■ 提供テキスト:
==============================
NTTアドバンステクノロジ株式会社

LLMカスタマイズサービス

自治体業務を効率化する生成AIソリューションを本格稼働~葛飾区固有の情報を踏まえた回答を生成~

(2024年8月号掲載)

人口減少による人手不足・少子高齢化・業務範囲拡大等により自治体職員の負担が増大し、効率化が求められています。効率化を実現するためには、人や紙媒体に依存する業務スタイルからの脱却が必要であり、生成AIの活用に期待が集まっています。一方で生成AIをそのまま利用するだけでは業務への適用が不十分で、自治体固有の多大な情報を生成AIに組み合わせることが求められていました。
こうした背景のもと、NTTアドバンステクノロジ株式会社(以下、NTT-AT)は東日本電信電話株式会社(以下、NTT東日本)と連携し、「LLMカスタマイズサービス」により自治体向けにソリューションを構築しました。本ソリューションは、2024年6月から東京都葛飾区で本格稼働を開始。多くのメディアで紹介され、注目を集めています。
==============================
[ポイント形式のアノテーションデータ]
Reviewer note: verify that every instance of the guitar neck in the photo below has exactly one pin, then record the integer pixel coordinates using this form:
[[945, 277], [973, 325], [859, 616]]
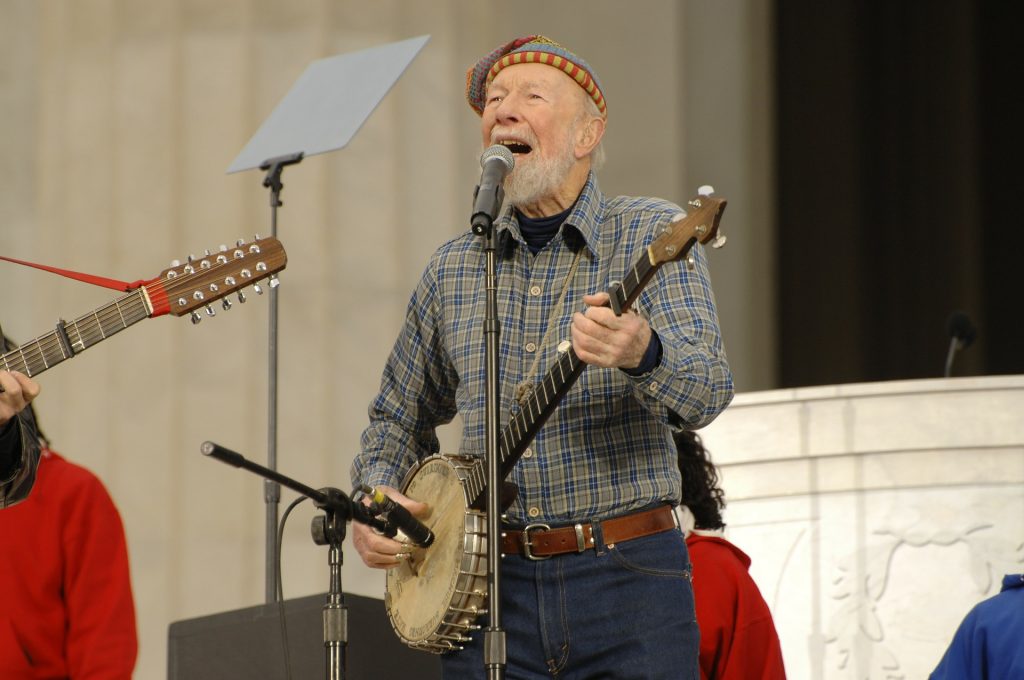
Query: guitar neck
[[543, 400], [71, 338]]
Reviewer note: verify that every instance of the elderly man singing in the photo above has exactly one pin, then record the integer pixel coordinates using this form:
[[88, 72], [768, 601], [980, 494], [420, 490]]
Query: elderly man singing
[[595, 579]]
==============================
提供テキストについて、次の問いに答えてください。
1. この記事は何年何月号に掲載されたものですか?
2. NTT-ATはどの会社と連携してソリューションを構築しましたか?
3. 本ソリューションはいつから、どこで本格稼働を開始しましたか?

1. 2024年8月号
2. 東日本電信電話株式会社(NTT東日本)
3. 2024年6月から、東京都葛飾区で